Records for identifying positions:
* START *
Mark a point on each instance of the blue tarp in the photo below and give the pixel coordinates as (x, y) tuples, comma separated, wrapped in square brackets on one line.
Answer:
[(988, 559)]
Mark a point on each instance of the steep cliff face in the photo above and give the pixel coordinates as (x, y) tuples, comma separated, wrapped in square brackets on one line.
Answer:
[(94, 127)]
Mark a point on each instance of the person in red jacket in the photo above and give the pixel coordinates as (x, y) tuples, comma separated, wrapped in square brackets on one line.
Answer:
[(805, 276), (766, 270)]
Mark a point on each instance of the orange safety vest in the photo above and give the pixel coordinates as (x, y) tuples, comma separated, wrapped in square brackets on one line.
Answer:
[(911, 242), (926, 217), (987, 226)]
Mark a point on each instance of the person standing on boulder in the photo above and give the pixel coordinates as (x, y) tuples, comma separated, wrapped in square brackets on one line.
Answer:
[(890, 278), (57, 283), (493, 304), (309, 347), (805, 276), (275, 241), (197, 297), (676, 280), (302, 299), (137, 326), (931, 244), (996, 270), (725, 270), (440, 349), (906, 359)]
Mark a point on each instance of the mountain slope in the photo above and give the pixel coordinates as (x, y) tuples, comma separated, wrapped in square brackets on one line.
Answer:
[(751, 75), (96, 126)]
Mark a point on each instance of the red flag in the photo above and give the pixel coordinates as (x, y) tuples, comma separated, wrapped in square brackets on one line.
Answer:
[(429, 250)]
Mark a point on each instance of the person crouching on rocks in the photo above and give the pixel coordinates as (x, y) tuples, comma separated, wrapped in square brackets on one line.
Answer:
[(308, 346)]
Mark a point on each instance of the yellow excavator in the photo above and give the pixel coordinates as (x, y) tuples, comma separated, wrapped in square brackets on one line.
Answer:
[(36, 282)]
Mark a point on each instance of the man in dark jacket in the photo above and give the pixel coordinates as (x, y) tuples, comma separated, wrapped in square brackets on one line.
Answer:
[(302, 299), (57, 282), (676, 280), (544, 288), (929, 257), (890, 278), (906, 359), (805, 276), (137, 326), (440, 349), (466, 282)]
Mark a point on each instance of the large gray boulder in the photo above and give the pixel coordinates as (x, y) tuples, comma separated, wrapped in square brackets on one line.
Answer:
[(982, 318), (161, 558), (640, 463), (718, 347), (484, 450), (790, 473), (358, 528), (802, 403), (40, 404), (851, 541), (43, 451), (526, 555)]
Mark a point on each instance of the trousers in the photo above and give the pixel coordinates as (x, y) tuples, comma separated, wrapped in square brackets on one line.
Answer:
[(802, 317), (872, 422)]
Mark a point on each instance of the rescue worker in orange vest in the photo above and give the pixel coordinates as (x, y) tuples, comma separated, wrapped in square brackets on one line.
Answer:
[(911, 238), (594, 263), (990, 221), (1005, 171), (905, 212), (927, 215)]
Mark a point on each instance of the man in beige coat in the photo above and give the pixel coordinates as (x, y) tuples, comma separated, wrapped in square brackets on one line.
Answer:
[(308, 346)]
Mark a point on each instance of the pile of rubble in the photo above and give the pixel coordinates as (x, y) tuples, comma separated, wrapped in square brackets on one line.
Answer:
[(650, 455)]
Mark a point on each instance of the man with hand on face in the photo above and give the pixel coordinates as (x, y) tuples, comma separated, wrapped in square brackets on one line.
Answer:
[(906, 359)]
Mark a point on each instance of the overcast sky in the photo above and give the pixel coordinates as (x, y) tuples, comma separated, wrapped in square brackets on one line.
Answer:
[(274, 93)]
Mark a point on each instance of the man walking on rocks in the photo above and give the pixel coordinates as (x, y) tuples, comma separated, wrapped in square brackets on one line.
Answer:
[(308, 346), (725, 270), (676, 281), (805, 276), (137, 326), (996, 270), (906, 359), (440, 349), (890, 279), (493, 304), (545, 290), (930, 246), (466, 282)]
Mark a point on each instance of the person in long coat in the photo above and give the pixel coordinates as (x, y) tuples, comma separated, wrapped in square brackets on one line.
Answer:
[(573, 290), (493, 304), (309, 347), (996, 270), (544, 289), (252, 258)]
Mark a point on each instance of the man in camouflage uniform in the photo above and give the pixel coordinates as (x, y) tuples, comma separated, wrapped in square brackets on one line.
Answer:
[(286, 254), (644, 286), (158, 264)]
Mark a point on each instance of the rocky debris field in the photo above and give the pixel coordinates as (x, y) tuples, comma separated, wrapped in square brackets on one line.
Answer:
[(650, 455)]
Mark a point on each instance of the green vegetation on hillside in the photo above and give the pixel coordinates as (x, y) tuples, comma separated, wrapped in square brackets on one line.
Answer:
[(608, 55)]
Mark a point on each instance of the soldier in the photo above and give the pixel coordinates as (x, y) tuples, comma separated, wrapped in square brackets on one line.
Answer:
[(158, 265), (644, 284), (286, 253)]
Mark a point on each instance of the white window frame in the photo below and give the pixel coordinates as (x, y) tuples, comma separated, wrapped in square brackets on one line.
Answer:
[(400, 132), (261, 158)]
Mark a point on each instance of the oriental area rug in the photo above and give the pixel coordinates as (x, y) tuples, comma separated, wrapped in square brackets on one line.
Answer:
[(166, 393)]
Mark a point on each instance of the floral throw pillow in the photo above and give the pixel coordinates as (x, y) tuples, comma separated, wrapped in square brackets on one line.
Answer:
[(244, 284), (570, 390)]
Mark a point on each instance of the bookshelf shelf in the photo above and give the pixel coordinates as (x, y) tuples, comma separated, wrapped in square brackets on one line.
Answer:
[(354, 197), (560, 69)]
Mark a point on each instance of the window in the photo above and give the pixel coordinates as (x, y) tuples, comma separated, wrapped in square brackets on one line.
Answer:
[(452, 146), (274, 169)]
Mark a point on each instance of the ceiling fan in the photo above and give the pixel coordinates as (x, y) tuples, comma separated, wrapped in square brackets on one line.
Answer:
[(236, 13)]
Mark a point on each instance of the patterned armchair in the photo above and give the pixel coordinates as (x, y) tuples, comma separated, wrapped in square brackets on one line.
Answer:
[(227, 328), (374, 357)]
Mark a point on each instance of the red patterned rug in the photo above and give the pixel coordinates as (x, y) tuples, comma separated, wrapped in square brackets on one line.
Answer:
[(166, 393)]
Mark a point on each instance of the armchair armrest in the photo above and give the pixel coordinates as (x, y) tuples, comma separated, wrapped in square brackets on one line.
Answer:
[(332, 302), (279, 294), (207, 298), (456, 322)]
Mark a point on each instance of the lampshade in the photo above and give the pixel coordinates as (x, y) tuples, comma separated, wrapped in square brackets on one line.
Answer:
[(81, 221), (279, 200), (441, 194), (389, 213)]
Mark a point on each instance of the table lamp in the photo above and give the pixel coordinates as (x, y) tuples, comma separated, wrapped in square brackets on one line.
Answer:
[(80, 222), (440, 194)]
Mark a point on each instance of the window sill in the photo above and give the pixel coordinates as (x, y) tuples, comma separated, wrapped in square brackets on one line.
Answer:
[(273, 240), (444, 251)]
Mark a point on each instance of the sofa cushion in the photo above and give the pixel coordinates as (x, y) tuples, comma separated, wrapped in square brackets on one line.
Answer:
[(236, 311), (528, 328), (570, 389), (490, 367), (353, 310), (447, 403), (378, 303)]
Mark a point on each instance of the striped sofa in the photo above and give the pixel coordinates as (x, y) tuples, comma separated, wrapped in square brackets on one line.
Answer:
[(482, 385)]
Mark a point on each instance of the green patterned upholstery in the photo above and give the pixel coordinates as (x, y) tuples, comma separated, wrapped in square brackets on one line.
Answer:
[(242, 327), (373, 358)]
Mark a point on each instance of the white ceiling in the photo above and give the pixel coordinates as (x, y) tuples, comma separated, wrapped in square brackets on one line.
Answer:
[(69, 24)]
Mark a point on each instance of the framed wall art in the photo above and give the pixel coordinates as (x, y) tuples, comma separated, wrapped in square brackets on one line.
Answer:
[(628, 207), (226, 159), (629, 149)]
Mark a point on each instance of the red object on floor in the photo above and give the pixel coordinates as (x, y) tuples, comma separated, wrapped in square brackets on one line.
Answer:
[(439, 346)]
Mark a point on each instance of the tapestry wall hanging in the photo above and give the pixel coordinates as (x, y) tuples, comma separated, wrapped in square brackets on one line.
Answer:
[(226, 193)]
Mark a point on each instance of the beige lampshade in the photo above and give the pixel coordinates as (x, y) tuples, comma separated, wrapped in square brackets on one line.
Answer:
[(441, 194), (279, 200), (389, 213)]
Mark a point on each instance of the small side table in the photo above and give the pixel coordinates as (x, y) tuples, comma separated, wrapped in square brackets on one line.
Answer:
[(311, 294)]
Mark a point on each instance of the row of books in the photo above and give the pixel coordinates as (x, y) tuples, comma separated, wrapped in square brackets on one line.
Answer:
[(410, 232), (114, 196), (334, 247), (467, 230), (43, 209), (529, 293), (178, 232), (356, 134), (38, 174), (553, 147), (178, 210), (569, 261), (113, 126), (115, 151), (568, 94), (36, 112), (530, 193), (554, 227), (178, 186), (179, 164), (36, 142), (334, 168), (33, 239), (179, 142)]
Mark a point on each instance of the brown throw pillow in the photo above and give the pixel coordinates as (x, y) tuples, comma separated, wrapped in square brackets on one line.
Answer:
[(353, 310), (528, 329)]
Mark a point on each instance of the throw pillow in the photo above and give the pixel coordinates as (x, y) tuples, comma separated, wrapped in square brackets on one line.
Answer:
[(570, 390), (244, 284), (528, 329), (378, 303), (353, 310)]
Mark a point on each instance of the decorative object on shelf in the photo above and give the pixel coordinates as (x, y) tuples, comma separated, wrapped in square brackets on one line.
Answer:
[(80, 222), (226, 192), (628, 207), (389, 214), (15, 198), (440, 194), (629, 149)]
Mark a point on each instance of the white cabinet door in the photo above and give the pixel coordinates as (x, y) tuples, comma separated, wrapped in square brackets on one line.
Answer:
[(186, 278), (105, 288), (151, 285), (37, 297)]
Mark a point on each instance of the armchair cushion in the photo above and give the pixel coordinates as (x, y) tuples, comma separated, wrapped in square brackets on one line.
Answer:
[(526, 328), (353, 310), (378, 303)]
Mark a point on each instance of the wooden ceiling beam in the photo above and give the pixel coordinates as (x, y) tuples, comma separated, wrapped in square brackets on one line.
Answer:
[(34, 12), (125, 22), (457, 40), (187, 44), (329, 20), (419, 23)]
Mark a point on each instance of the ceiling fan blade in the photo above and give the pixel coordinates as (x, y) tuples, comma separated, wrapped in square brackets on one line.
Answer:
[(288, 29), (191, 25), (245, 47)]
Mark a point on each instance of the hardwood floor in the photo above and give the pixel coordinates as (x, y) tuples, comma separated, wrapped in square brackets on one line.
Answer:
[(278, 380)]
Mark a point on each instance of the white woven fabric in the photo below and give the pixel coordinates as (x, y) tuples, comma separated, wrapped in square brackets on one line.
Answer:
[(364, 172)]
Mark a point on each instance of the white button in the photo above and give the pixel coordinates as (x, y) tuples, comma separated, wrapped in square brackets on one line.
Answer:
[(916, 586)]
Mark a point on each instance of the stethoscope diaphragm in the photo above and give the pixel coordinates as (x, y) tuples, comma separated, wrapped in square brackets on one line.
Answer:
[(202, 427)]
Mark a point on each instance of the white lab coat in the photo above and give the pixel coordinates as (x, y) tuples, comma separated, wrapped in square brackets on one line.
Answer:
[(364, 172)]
* END *
--- Instructions for the task ---
From the listing above, set out everything from the line containing "Mark a point on each instance of the soldier" down to the line containing "[(158, 265), (644, 284), (286, 253)]" as a numbered list, leaving out any blank lines.

--- Result for this task ---
1. Mark a point on each instance of the soldier in the photo above and give the pixel coordinates as (x, y) tuples, comma separated, wrapped in square brackets on one line.
2. Answer:
3. [(158, 265), (644, 284), (286, 253)]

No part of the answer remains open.